• _Consigna A_: Reproduce sin cambios el fragmento del texto sobre los Reyes y la Navidad que comienza en las palabras "Y pasaron los" y concluye en "lo que esperaban.".
• _Consigna B_: En el texto sobre los Reyes y la Navidad, ¿de qué obra del cardenal Sarah procede la cita?
• _Consigna C_: Prosigue el texto sobre los Reyes y la Navidad a partir de su última oración.

• _Texto fuente_:
════════════════

Y pasaron los Reyes y terminó la Navidad. Es un broche final poco sobrenatural, muy teñido de la emoción de “a ver qué me cae”, si es que hay alguien que tenga intención de regalarme algo. Un ambiente final de estas fiestas, tradicionalmente familiares, que puede resultar para los hijos un tanto prosaico, alejado del clima íntimo del belén y de la historia sagrada, aun cuando los supuestos protagonistas sean aquellos magos venidos de Oriente para adorar al rey de los judíos.
Y se comprueba con demasiada frecuencia que son los padres y los abuelos, a partes iguales, quienes colaboran a que se pierda el aire místico, entrañable, de la Navidad, pasando a un clima de egocentrismo, de que el niño piense en sí, en su regalo, en qué le traerán los reyes. Y luego además se demuestra que no se quedaron cortos en sus deseos porque llegó incluso más de lo que esperaban.
Y se acumulan los juguetes, se amontonan desordenadamente y se dejan de usar los que estaban en perfecto estado hasta unos días antes, y el niño se deja llevar por el capricho. Y los padres, también los abuelos, son ciegos al desorden emocional que supone, a la tendencia a la avaricia que están alimentando en sus hijos, a la destemplanza que se apodera del ambiente familiar. No se dan cuenta del mal que se les podría llegar a hacer a los hijos.
Decía el cardenal Sarah (“Se hace tarde y anochece”): “Creo que debemos recobrar el sentido de la moderación. Me sorprende que en los países ricos uno ya no sepa disfrutar y pasarlo bien de un modo sencillo. La felicidad no pasa necesariamente por el exceso, la desmesura, el derroche de medios. La templanza cristiana se manifiesta en los placeres familiares sencillos y sobrios. Desgraciadamente, las tecnologías modernas de la comunicación, que difunden imágenes cada vez más exuberantes, generan deseos y envidias” (p. 377).

════════════════

• _Datos proporcionados_:
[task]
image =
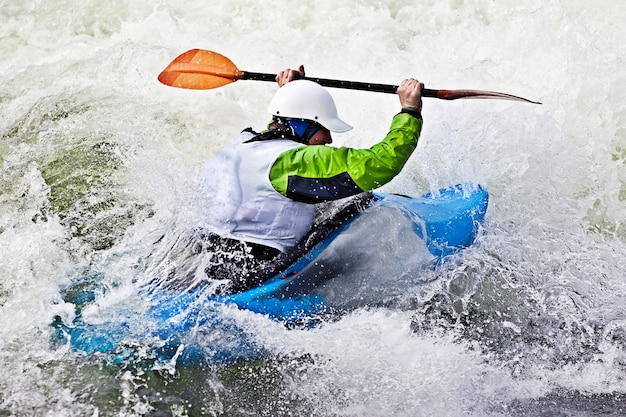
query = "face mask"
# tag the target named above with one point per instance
(305, 129)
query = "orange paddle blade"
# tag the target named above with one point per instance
(200, 70)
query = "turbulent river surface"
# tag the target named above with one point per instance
(98, 160)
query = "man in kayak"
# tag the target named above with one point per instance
(264, 187)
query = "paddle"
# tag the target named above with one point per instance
(199, 69)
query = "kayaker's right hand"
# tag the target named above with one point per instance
(410, 94)
(289, 74)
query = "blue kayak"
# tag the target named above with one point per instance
(391, 236)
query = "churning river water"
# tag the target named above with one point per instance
(98, 159)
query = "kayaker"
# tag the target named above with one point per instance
(271, 181)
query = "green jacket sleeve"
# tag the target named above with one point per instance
(313, 174)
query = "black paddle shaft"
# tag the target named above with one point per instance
(351, 85)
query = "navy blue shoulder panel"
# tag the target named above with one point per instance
(316, 190)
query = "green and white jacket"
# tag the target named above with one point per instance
(278, 181)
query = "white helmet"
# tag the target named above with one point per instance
(304, 99)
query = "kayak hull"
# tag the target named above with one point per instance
(391, 238)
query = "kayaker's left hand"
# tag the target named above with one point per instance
(289, 74)
(410, 94)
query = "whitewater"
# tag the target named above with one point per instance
(98, 160)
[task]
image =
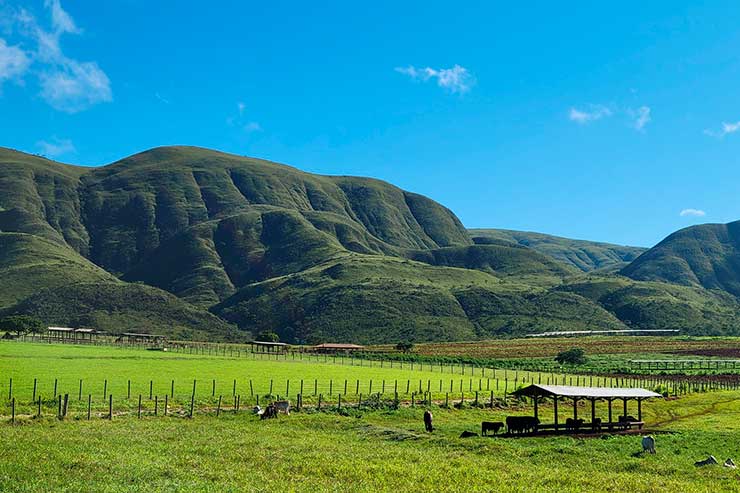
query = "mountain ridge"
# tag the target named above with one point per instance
(223, 246)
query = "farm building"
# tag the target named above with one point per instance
(334, 348)
(138, 338)
(269, 347)
(559, 393)
(68, 334)
(616, 332)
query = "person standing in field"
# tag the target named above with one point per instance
(428, 421)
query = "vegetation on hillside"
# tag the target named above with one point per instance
(193, 243)
(707, 255)
(583, 255)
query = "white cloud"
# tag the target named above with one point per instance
(727, 128)
(252, 127)
(61, 21)
(456, 79)
(75, 86)
(67, 84)
(641, 116)
(13, 61)
(56, 147)
(238, 120)
(161, 98)
(595, 112)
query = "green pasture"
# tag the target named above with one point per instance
(103, 371)
(372, 451)
(366, 449)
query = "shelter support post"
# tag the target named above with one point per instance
(593, 412)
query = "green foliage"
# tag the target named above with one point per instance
(405, 347)
(21, 324)
(573, 356)
(584, 255)
(261, 246)
(706, 255)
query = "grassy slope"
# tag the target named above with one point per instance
(322, 451)
(31, 263)
(372, 299)
(584, 255)
(707, 255)
(315, 258)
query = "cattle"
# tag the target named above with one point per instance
(706, 462)
(521, 424)
(573, 424)
(487, 426)
(269, 412)
(282, 407)
(648, 444)
(428, 421)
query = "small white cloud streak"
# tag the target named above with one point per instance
(161, 98)
(642, 117)
(456, 79)
(727, 128)
(692, 213)
(252, 127)
(594, 113)
(66, 84)
(13, 61)
(56, 147)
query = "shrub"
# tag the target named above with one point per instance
(573, 356)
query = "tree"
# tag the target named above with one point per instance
(405, 346)
(21, 324)
(268, 336)
(573, 356)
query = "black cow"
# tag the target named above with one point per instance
(428, 421)
(487, 426)
(521, 424)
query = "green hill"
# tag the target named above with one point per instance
(584, 255)
(194, 243)
(707, 255)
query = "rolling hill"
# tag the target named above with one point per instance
(583, 255)
(199, 243)
(706, 255)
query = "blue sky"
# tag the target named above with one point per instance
(615, 123)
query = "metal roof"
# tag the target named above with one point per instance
(268, 343)
(333, 345)
(603, 332)
(586, 392)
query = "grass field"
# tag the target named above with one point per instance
(356, 450)
(106, 371)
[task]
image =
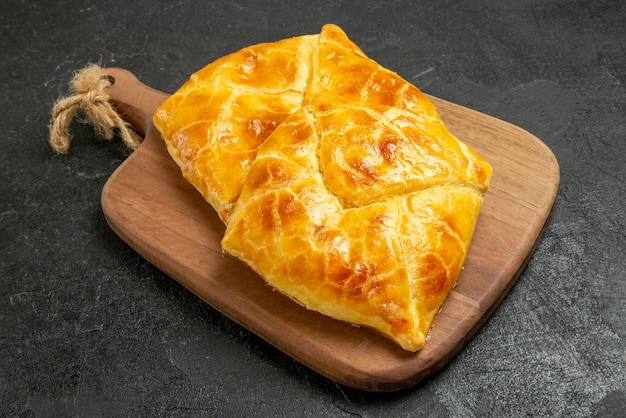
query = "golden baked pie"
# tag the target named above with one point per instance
(337, 180)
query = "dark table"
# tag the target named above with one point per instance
(88, 327)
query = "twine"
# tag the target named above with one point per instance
(88, 88)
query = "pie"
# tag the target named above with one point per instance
(337, 180)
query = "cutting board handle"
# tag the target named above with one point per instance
(133, 100)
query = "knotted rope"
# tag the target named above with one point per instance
(88, 88)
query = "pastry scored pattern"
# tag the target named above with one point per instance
(337, 180)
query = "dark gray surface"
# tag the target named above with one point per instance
(87, 327)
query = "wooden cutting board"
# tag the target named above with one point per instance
(151, 207)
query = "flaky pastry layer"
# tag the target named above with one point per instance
(337, 180)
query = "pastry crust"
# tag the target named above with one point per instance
(337, 180)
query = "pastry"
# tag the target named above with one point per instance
(337, 180)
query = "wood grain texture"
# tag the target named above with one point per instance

════════════════

• _Respuesta A_:
Y pasaron los Reyes y terminó la Navidad. Es un broche final poco sobrenatural, muy teñido de la emoción de “a ver qué me cae”, si es que hay alguien que tenga intención de regalarme algo. Un ambiente final de estas fiestas, tradicionalmente familiares, que puede resultar para los hijos un tanto prosaico, alejado del clima íntimo del belén y de la historia sagrada, aun cuando los supuestos protagonistas sean aquellos magos venidos de Oriente para adorar al rey de los judíos.
Y se comprueba con demasiada frecuencia que son los padres y los abuelos, a partes iguales, quienes colaboran a que se pierda el aire místico, entrañable, de la Navidad, pasando a un clima de egocentrismo, de que el niño piense en sí, en su regalo, en qué le traerán los reyes. Y luego además se demuestra que no se quedaron cortos en sus deseos porque llegó incluso más de lo que esperaban.

• _Respuesta B_: De "Se hace tarde y anochece".

• _Respuesta C_:
Es un peligro serio que puede ocurrir hasta en las mejores familias, porque hay una ceguera para entender que no es cariño siempre el dar. Queremos tener contentos a los niños y les damos de todo, y les convertimos en caprichosos, insolentes, egoístas. No es fácil hacer ver esto a muchas familias, entre otras cosas porque casi nadie se atrevería a decirle a un amigo, a un hermano, a un cuñado: “oye, que estáis maleducando a los niños”. Pocos de los que pueden verlo de cerca se atreverán a decirlo, lo cual no deja de ser una cobardía, aunque desde luego no es una papeleta fácil.
Antonio Basanta (“Leer contra nada”) explica: El mejor regalo que los padres podemos hacer a nuestros hijos es el de tiempo y palabras. (“Entre tener tiempo y tener cosas, hemos optado por lo segundo”, comenta con cierta amargura Gabriel Zaid). Tiempo de calidad y palabras de calidad. Ambos alcanzan su pleno valor porque proceden de afecto más sincero y lo expresan. Todo queda ya impregnado de su aroma, de la ancestral sabiduría del amor. A la vida venimos principalmente a querer y a que nos quieran. O a aprender ambas cosas” (p. 141).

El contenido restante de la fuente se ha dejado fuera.